▶ _Task material_:
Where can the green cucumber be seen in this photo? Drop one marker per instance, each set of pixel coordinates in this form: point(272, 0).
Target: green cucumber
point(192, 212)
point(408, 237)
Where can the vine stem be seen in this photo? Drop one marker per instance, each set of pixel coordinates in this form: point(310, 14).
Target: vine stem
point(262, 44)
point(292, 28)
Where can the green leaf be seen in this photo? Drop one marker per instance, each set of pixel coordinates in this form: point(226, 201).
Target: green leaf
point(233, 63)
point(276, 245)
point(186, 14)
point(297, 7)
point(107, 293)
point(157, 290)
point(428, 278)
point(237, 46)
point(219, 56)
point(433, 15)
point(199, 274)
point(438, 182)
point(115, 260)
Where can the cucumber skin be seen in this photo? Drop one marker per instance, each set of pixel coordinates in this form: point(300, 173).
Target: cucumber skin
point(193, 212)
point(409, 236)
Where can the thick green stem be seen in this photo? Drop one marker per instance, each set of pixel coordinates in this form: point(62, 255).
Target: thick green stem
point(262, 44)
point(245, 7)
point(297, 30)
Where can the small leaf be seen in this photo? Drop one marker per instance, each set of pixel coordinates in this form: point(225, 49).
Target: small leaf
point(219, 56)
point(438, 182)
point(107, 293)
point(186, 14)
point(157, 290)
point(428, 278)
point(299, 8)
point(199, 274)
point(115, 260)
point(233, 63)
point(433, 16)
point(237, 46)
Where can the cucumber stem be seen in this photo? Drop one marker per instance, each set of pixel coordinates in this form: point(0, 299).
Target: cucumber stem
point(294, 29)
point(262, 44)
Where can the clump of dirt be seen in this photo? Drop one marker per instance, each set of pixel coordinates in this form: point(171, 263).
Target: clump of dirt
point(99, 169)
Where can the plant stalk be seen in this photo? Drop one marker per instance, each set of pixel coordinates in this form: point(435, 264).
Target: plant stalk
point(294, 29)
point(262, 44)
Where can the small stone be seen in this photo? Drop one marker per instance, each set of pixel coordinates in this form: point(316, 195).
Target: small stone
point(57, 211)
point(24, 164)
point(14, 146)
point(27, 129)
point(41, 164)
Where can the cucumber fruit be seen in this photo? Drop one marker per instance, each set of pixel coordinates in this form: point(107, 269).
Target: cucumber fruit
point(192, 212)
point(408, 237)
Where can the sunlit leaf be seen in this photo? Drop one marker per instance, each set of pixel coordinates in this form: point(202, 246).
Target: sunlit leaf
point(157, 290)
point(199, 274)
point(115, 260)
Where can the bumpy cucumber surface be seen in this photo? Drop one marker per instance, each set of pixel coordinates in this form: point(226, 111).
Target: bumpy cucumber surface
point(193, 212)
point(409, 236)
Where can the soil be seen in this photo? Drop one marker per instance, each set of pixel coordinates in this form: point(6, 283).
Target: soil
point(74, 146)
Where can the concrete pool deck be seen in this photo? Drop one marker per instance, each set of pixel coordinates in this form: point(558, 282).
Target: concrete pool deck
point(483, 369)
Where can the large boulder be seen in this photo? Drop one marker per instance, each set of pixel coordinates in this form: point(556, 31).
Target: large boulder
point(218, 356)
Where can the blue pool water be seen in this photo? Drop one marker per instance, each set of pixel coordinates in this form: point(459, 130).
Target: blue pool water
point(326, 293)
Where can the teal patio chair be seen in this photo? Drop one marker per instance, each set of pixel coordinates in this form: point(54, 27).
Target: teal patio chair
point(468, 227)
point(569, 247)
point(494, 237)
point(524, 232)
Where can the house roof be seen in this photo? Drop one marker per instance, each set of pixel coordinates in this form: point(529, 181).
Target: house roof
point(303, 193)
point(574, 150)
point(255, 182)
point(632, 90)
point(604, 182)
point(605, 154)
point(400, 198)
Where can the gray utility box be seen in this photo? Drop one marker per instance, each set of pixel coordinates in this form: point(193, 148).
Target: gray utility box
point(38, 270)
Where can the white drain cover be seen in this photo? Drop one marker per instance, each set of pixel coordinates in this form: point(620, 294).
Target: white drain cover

▶ _Your goal_:
Copy every one of the records above word for word, without changing or leaving out anything.

▶ _Reply_:
Where can the green cucumber be seen in this photo? Drop one marker per instance, each set of pixel coordinates in this form: point(272, 0).
Target: green cucumber
point(192, 212)
point(408, 237)
Where can the vine stem be seen in this photo? Drop one marker per instance, each set of pixel coordinates in this form: point(310, 14).
Target: vine stem
point(262, 44)
point(292, 28)
Where can the green leaf be seen in this photo? Drop one marker per instance, each set of pixel coordinates in this form: point(226, 201).
Target: green leaf
point(233, 63)
point(276, 245)
point(186, 14)
point(297, 7)
point(107, 293)
point(157, 290)
point(428, 278)
point(237, 46)
point(219, 56)
point(433, 15)
point(199, 274)
point(438, 182)
point(115, 260)
Where can the cucumber skin be seen in this photo? Drop one marker per instance, each set of pixel coordinates in this form: point(300, 173).
Target: cucumber skin
point(193, 212)
point(409, 236)
Where can the thick green stem be seen in this photo? Drop one marker per instance, each set of pixel coordinates in this form: point(62, 255).
Target: thick green stem
point(262, 44)
point(245, 7)
point(297, 30)
Where can the small leaf be seen in this photo? Drop one marker per instance, each set of pixel coordinates in this form: point(225, 49).
Target: small leaf
point(219, 56)
point(438, 182)
point(107, 293)
point(186, 14)
point(157, 290)
point(428, 278)
point(299, 8)
point(199, 274)
point(115, 260)
point(233, 63)
point(433, 16)
point(237, 46)
Where can the cucumber stem be seen in this photo? Drop one marker per instance, each set of pixel coordinates in this form: point(0, 299).
Target: cucumber stem
point(294, 29)
point(262, 44)
Where can the clump of dirt be seen in this photo? Drop one marker per instance, each set of pixel coordinates in this form: point(171, 263).
Target: clump of dirt
point(99, 169)
Where can the plant stalk be seen in this photo? Drop one marker per instance, each set of pixel coordinates in this form: point(435, 264).
Target: plant stalk
point(294, 29)
point(262, 44)
Where can the small stone be seen in this photo? Drop one marker per instance, each set of pixel coordinates in this form: point(316, 195).
Target: small stone
point(57, 211)
point(24, 164)
point(14, 146)
point(27, 129)
point(41, 164)
Where can the cucumber fruit be seen in this photo? Drop one marker per instance, each set of pixel coordinates in this form: point(107, 269).
Target: cucumber fruit
point(192, 212)
point(408, 237)
Where can the sunlit leaf be seen in this photo? Drop one marker per instance, each set of pixel coordinates in this form: point(202, 246).
Target: sunlit leaf
point(157, 290)
point(199, 274)
point(115, 260)
Where can the bumpy cucumber surface be seen in this photo? Drop one marker per instance, each set of pixel coordinates in this form: point(226, 111).
Target: bumpy cucumber surface
point(193, 212)
point(409, 236)
Where can the soil be seen in this photo? Drop one marker per instance, each set of pixel coordinates in this form: point(6, 283).
Target: soil
point(74, 146)
Where can the concrete pool deck be seen in this photo? Drop one marker per instance, each set of pixel coordinates in this form: point(558, 282).
Target: concrete pool deck
point(483, 369)
Where can the large boulder be seen in this photo? Drop one marker per instance, each set of pixel coordinates in this form: point(556, 31).
Target: large boulder
point(218, 356)
Where can the blue pool water be seen in this photo? Drop one marker per instance, each set of pixel coordinates in this form: point(459, 130).
Target: blue pool water
point(326, 293)
Where can the teal patio chair be seen in this photo? Drop one marker per instance, each set of pixel coordinates in this form: point(54, 27).
Target: teal patio chair
point(468, 227)
point(569, 247)
point(494, 237)
point(524, 232)
Where can the house roof be seen in this photo? Drop one marker per instance, each set of pixel coordinates in this form: point(529, 181).
Target: house roof
point(303, 193)
point(574, 150)
point(255, 182)
point(632, 90)
point(604, 182)
point(605, 154)
point(400, 198)
Where can the gray utility box be seen in this photo? Drop one marker per instance, each set of pixel coordinates in this form: point(193, 148).
Target: gray utility box
point(38, 270)
Where can the white drain cover be seen in this photo? Drop one marker per instance, each set of pixel coordinates in this form: point(620, 294).
Target: white drain cover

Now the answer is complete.